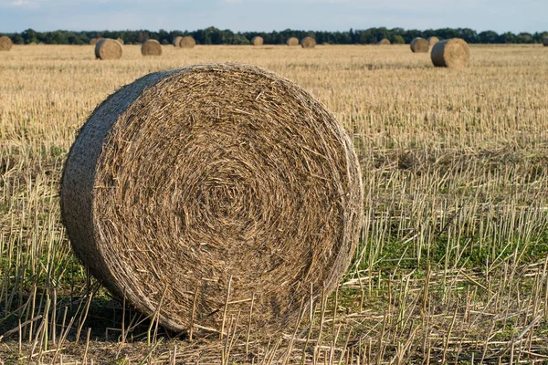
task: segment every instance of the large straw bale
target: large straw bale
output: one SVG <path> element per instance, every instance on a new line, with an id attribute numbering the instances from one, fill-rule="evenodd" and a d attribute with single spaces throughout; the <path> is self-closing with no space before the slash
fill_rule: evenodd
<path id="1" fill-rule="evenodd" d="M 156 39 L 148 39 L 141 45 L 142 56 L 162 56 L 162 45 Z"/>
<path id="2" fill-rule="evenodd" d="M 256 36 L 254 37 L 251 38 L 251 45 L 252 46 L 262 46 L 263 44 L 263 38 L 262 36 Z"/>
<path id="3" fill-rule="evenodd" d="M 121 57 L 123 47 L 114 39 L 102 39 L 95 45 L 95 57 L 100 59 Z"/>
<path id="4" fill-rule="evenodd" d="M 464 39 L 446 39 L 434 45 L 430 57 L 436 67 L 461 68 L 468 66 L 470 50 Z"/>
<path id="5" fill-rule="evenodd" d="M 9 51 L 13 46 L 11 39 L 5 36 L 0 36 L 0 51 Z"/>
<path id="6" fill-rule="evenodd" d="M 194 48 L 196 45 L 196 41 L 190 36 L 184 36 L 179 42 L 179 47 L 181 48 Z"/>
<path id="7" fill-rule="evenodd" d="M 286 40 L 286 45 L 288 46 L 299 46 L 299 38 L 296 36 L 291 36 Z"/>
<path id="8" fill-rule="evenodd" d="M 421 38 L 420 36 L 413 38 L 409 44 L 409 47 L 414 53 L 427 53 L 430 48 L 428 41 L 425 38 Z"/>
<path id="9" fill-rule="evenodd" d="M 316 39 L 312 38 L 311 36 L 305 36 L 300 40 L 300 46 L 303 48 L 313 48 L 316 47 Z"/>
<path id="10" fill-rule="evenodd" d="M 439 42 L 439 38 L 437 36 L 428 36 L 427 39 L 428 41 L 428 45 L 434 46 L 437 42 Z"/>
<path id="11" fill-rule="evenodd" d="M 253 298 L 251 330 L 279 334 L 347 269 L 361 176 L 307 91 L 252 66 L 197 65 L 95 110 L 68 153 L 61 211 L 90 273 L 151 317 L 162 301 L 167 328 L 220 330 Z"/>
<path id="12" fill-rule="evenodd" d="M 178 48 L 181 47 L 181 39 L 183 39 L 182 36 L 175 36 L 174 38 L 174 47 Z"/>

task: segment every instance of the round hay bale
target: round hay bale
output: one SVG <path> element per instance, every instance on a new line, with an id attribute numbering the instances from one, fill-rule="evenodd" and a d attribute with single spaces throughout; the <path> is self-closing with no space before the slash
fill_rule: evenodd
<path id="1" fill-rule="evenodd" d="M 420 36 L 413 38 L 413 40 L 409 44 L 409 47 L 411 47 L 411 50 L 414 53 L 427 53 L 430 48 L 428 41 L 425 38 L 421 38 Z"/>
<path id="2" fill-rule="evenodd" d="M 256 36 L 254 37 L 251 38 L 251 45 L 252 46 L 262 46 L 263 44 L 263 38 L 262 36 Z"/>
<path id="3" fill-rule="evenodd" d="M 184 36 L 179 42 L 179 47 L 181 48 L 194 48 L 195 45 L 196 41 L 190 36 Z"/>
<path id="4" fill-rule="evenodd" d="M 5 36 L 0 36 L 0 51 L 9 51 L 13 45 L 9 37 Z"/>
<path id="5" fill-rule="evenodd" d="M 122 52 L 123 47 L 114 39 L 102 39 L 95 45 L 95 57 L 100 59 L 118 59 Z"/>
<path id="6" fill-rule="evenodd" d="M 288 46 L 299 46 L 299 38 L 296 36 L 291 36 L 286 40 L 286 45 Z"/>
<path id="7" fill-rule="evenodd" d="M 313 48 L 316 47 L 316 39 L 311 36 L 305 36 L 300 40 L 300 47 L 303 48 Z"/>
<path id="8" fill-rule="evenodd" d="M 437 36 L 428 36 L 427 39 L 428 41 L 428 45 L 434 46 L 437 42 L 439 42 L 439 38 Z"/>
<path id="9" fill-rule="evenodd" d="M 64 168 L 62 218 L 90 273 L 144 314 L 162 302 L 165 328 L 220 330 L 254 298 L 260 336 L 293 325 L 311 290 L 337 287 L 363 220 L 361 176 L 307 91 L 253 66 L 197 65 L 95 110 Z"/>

# # #

◆ EXERCISE PROMPT ◆
Convert the data above into a Markdown table with the columns Row and Line, numbering the rows in order and placing each line of the data in its own row. Omit the blank lines and leave the pictures out of the table.

◆ CORRECT OUTPUT ◆
| Row | Line |
|---|---|
| 1 | task: segment every instance of the large straw bale |
| 2 | target: large straw bale |
| 3 | output: one SVG <path> element per instance, every instance on a new line, with an id attribute numbering the instances from one, fill-rule="evenodd" and a d attribute with single spaces throughout; the <path> is self-closing with no space before the slash |
| 4 | fill_rule: evenodd |
| 5 | <path id="1" fill-rule="evenodd" d="M 156 39 L 148 39 L 141 45 L 142 56 L 162 56 L 162 45 Z"/> |
| 6 | <path id="2" fill-rule="evenodd" d="M 256 36 L 254 37 L 251 38 L 251 45 L 252 46 L 262 46 L 263 44 L 263 38 L 262 36 Z"/> |
| 7 | <path id="3" fill-rule="evenodd" d="M 121 57 L 123 47 L 114 39 L 102 39 L 95 45 L 95 57 L 100 59 Z"/> |
| 8 | <path id="4" fill-rule="evenodd" d="M 464 39 L 446 39 L 434 45 L 430 57 L 436 67 L 461 68 L 468 66 L 470 50 Z"/> |
| 9 | <path id="5" fill-rule="evenodd" d="M 9 51 L 13 46 L 11 39 L 5 36 L 0 36 L 0 51 Z"/> |
| 10 | <path id="6" fill-rule="evenodd" d="M 194 48 L 196 45 L 196 41 L 190 36 L 184 36 L 179 42 L 179 47 L 181 48 Z"/> |
| 11 | <path id="7" fill-rule="evenodd" d="M 286 40 L 286 45 L 288 46 L 299 46 L 299 38 L 296 36 L 291 36 Z"/> |
| 12 | <path id="8" fill-rule="evenodd" d="M 421 38 L 420 36 L 413 38 L 409 44 L 409 47 L 414 53 L 427 53 L 430 48 L 428 41 L 425 38 Z"/> |
| 13 | <path id="9" fill-rule="evenodd" d="M 316 39 L 312 38 L 311 36 L 305 36 L 300 40 L 300 46 L 303 48 L 313 48 L 316 47 Z"/> |
| 14 | <path id="10" fill-rule="evenodd" d="M 439 42 L 439 38 L 437 36 L 428 36 L 427 39 L 428 41 L 428 45 L 434 46 L 437 42 Z"/> |
| 15 | <path id="11" fill-rule="evenodd" d="M 253 298 L 251 330 L 279 334 L 347 269 L 361 176 L 307 91 L 252 66 L 197 65 L 95 110 L 68 153 L 61 211 L 90 273 L 151 317 L 162 301 L 167 328 L 220 330 Z"/> |
| 16 | <path id="12" fill-rule="evenodd" d="M 178 48 L 181 47 L 181 39 L 183 39 L 182 36 L 175 36 L 174 38 L 174 47 Z"/> |
| 17 | task: segment every instance of the round hay bale |
| 18 | target: round hay bale |
| 19 | output: one SVG <path> element per instance, every instance on a new line, with an id attribute numbering the instances from one, fill-rule="evenodd" and a d attribute with single spaces throughout; the <path> is self-closing with no space before the slash |
| 20 | fill_rule: evenodd |
| 21 | <path id="1" fill-rule="evenodd" d="M 420 36 L 413 38 L 413 40 L 409 44 L 409 47 L 411 47 L 411 50 L 414 53 L 427 53 L 430 48 L 428 41 L 425 38 L 421 38 Z"/> |
| 22 | <path id="2" fill-rule="evenodd" d="M 256 36 L 254 37 L 251 38 L 251 45 L 252 46 L 262 46 L 263 44 L 263 38 L 262 36 Z"/> |
| 23 | <path id="3" fill-rule="evenodd" d="M 184 36 L 179 42 L 179 47 L 181 48 L 194 48 L 195 45 L 196 41 L 190 36 Z"/> |
| 24 | <path id="4" fill-rule="evenodd" d="M 5 36 L 0 36 L 0 51 L 9 51 L 13 45 L 9 37 Z"/> |
| 25 | <path id="5" fill-rule="evenodd" d="M 122 52 L 123 47 L 114 39 L 102 39 L 95 45 L 95 57 L 100 59 L 118 59 Z"/> |
| 26 | <path id="6" fill-rule="evenodd" d="M 288 46 L 299 46 L 299 38 L 296 36 L 291 36 L 286 40 L 286 45 Z"/> |
| 27 | <path id="7" fill-rule="evenodd" d="M 313 48 L 316 47 L 316 39 L 311 36 L 305 36 L 300 40 L 300 47 L 303 48 Z"/> |
| 28 | <path id="8" fill-rule="evenodd" d="M 437 36 L 428 36 L 427 39 L 428 41 L 428 45 L 434 46 L 437 42 L 439 42 L 439 38 Z"/> |
| 29 | <path id="9" fill-rule="evenodd" d="M 64 168 L 62 218 L 90 273 L 144 314 L 162 302 L 165 328 L 220 330 L 254 298 L 260 336 L 293 325 L 311 290 L 337 287 L 363 220 L 361 176 L 307 91 L 253 66 L 197 65 L 95 110 Z"/> |